• GIVEN RECORDS:
>> begin

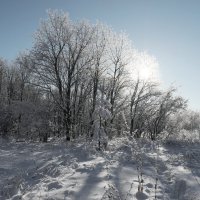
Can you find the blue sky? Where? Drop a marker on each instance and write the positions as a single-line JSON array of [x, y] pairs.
[[167, 29]]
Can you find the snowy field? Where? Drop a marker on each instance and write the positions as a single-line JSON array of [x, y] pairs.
[[78, 172]]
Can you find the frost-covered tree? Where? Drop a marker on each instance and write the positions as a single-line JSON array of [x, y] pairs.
[[100, 116]]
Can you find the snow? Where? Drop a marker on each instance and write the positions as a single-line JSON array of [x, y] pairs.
[[74, 171]]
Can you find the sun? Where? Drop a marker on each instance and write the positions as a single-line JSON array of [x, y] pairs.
[[146, 67]]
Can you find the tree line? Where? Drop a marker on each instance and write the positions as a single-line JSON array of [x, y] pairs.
[[76, 81]]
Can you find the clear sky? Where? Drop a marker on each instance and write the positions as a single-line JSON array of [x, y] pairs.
[[167, 29]]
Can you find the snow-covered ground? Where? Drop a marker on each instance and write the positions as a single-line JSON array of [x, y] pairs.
[[77, 171]]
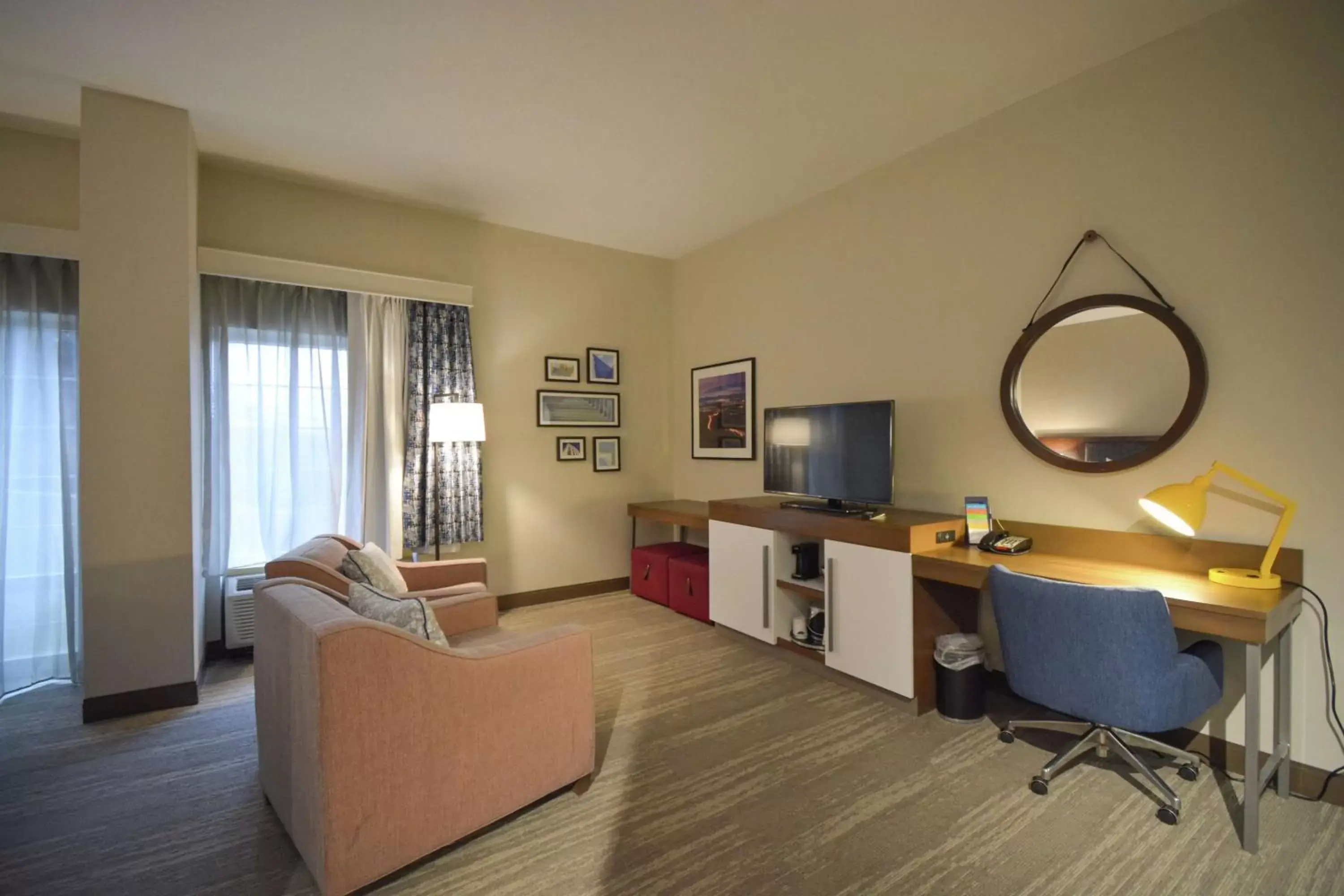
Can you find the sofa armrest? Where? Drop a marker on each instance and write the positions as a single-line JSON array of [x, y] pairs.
[[350, 543], [310, 571], [464, 612], [440, 574]]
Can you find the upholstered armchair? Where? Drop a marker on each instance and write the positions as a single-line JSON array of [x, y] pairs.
[[455, 589], [378, 747]]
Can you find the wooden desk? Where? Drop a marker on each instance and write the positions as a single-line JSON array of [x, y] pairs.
[[681, 515], [948, 577]]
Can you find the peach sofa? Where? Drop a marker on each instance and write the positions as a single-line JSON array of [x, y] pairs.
[[319, 560], [378, 747]]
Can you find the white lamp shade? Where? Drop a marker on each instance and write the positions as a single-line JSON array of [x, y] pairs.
[[456, 422]]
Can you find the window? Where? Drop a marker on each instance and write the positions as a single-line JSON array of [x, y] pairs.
[[288, 426], [39, 441]]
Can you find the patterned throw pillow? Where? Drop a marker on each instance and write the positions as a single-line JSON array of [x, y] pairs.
[[378, 569], [408, 614], [351, 570]]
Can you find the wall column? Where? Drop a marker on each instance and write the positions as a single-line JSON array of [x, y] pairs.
[[139, 406]]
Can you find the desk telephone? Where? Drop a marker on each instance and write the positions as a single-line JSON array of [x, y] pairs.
[[980, 528], [1004, 543]]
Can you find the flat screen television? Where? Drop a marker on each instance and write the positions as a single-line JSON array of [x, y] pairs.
[[834, 452]]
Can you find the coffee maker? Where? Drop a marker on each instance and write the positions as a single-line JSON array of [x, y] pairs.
[[807, 560]]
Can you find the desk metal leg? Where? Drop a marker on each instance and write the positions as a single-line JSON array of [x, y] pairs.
[[1284, 710], [1250, 790]]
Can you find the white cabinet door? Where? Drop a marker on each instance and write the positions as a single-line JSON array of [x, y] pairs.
[[870, 621], [741, 578]]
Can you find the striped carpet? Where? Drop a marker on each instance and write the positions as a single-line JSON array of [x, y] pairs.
[[724, 769]]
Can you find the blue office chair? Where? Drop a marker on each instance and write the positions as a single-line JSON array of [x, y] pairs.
[[1108, 657]]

>> end

• PROMPT: Rewrite every line of the data, starting with the line containing "Can you find the flat" and ending with the last line of the data, both included. Offset each coordinate in the answers by adding 94.

• WRITTEN ANSWER:
Can you find the flat screen television? Where? Drop a marker on each instance and write the positions as a single-line JSON array of [x, y] pairs.
[[928, 546]]
Can you find the coffee maker? Where? Drop a marker on each instance and write the positions as a single-line JSON array of [x, y] pairs.
[[901, 654]]
Can you find the desk metal leg? Where? Drop a marker on each instance and write the positions as a single-line JSON array of [x, y] pairs.
[[1378, 804], [1344, 884]]
Can you find the white cabinet door? Where? Drop a marker on each instance and write the positions as a single-line JSON array of [x, y] pairs.
[[964, 715], [835, 672]]
Can you find the striped carpet? Where? Drop a marker on each instance and write the positions as a single-line JSON array of [x, y] pairs.
[[818, 863]]
Can you find the blue office chair? Where? Drop a marker on each instance and write the positions as a single-line JSON array of [x, y] pairs.
[[1202, 751]]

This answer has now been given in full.